*To do:*
Print out each entry below in full, exactly as given, excluding pictures.

[Dataset entries]
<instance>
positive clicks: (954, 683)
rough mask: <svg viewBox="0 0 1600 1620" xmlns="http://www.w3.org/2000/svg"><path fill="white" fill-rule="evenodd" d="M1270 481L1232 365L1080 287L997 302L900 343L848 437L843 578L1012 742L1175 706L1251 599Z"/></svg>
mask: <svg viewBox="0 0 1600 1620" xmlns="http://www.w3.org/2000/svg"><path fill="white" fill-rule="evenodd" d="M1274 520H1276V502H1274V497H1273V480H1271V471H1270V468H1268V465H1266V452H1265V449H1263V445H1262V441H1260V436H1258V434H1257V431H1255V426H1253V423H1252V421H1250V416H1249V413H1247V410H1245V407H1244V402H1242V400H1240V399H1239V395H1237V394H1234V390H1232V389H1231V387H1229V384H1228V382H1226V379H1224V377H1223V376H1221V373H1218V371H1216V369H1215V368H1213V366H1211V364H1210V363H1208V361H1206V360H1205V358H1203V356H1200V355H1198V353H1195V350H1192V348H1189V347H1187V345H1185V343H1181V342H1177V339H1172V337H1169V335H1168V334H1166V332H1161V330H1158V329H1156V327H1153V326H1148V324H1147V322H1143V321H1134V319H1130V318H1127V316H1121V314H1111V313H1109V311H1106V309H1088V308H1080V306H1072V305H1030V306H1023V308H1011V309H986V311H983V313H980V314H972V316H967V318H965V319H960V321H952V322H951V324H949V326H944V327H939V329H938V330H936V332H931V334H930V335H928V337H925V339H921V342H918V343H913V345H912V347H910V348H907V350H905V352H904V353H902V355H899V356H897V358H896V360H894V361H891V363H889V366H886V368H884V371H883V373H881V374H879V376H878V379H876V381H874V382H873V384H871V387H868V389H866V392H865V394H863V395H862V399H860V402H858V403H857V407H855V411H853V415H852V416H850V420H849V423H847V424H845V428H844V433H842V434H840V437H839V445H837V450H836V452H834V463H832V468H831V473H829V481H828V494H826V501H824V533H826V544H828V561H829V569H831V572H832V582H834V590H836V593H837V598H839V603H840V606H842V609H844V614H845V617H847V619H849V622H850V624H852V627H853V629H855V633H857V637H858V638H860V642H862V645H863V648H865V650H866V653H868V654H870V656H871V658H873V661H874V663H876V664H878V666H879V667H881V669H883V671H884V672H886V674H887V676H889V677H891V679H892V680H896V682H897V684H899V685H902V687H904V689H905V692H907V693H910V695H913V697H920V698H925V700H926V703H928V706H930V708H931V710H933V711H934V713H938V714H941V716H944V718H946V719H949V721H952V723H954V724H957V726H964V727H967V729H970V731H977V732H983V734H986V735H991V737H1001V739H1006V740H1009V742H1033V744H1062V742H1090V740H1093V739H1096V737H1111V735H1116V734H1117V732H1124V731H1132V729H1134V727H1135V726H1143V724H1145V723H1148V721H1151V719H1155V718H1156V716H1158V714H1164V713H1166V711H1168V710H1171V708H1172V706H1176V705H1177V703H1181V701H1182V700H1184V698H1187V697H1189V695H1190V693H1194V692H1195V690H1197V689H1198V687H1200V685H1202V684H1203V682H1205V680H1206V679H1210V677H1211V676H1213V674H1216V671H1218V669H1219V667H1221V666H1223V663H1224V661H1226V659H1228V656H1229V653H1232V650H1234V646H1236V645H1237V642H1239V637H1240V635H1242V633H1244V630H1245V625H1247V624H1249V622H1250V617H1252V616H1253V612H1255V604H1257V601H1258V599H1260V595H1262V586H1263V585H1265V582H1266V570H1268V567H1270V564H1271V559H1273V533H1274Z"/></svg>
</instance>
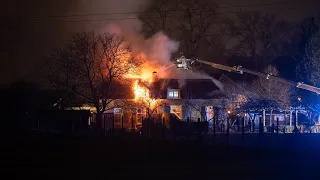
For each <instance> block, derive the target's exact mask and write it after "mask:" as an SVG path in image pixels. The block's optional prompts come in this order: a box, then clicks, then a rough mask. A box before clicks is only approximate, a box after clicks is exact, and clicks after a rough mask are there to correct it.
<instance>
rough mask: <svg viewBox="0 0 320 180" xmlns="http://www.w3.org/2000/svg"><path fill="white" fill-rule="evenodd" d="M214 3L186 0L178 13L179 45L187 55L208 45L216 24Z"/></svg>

*Solution below:*
<instance>
positive clicks: (954, 683)
rough mask: <svg viewBox="0 0 1600 1620" xmlns="http://www.w3.org/2000/svg"><path fill="white" fill-rule="evenodd" d="M1270 481L1232 365L1080 287L997 302L900 343L848 437L843 578L1012 742L1175 706L1251 599Z"/></svg>
mask: <svg viewBox="0 0 1600 1620" xmlns="http://www.w3.org/2000/svg"><path fill="white" fill-rule="evenodd" d="M1274 520H1276V502H1274V497H1273V480H1271V471H1270V468H1268V465H1266V452H1265V449H1263V445H1262V441H1260V436H1258V434H1257V431H1255V426H1253V423H1252V421H1250V416H1249V413H1247V410H1245V407H1244V402H1242V400H1240V399H1239V395H1237V394H1234V390H1232V389H1231V387H1229V384H1228V382H1226V379H1224V377H1223V376H1221V373H1218V371H1216V369H1215V368H1213V366H1211V364H1210V363H1208V361H1206V360H1205V358H1203V356H1200V355H1198V353H1195V350H1192V348H1189V347H1187V345H1185V343H1181V342H1177V339H1172V337H1169V335H1168V334H1166V332H1161V330H1158V329H1156V327H1153V326H1148V324H1147V322H1143V321H1134V319H1130V318H1127V316H1121V314H1111V313H1109V311H1106V309H1088V308H1080V306H1072V305H1030V306H1023V308H1011V309H986V311H983V313H980V314H972V316H967V318H965V319H960V321H952V322H951V324H949V326H944V327H939V329H938V330H936V332H931V334H930V335H928V337H925V339H921V342H918V343H913V345H912V347H910V348H907V350H905V352H904V353H902V355H899V356H897V358H896V360H894V361H891V363H889V366H886V368H884V371H883V373H881V374H879V376H878V379H876V381H874V382H873V384H871V387H868V389H866V392H865V394H863V395H862V399H860V402H858V403H857V407H855V411H853V415H852V416H850V420H849V423H847V424H845V428H844V433H842V434H840V437H839V445H837V450H836V452H834V463H832V468H831V473H829V481H828V494H826V501H824V533H826V544H828V561H829V569H831V572H832V582H834V590H836V593H837V598H839V603H840V606H842V609H844V614H845V617H847V619H849V622H850V624H852V627H853V629H855V633H857V637H858V638H860V642H862V645H863V648H865V650H866V653H868V654H870V656H871V658H873V661H874V663H876V664H878V666H879V667H881V669H883V671H884V672H886V674H887V676H889V677H891V679H892V680H896V682H897V684H899V685H902V687H904V689H905V692H907V693H910V695H913V697H920V698H925V700H926V703H928V706H930V708H931V710H933V711H934V713H938V714H941V716H944V718H946V719H949V721H952V723H954V724H957V726H964V727H967V729H970V731H977V732H983V734H986V735H991V737H1001V739H1006V740H1009V742H1033V744H1062V742H1090V740H1093V739H1096V737H1111V735H1116V734H1117V732H1124V731H1132V729H1134V727H1135V726H1143V724H1145V723H1148V721H1151V719H1155V718H1156V716H1158V714H1164V713H1166V711H1168V710H1171V708H1172V706H1176V705H1177V703H1181V701H1182V700H1184V698H1187V697H1189V695H1190V693H1194V692H1195V690H1197V689H1198V687H1200V685H1202V684H1203V682H1205V680H1206V679H1210V677H1211V676H1213V674H1216V671H1218V669H1219V667H1221V666H1223V663H1224V661H1226V659H1228V656H1229V653H1232V650H1234V646H1236V645H1237V642H1239V637H1240V635H1242V633H1244V630H1245V625H1247V624H1249V622H1250V617H1252V616H1253V612H1255V604H1257V601H1258V599H1260V595H1262V586H1263V585H1265V582H1266V570H1268V567H1270V564H1271V559H1273V533H1274Z"/></svg>
</instance>
For each <instance> block, derive the target's exact mask and write it after "mask:" as an SVG path in image pixels. The block's optional prompts come in this order: a box, then clicks, then a rough mask. A box before clicks is only approximate, a box after clicks is exact, and clicks after a rough mask are there to correct it.
<instance>
rough mask: <svg viewBox="0 0 320 180" xmlns="http://www.w3.org/2000/svg"><path fill="white" fill-rule="evenodd" d="M214 3L186 0L178 13L179 45L187 55L208 45L216 24Z"/></svg>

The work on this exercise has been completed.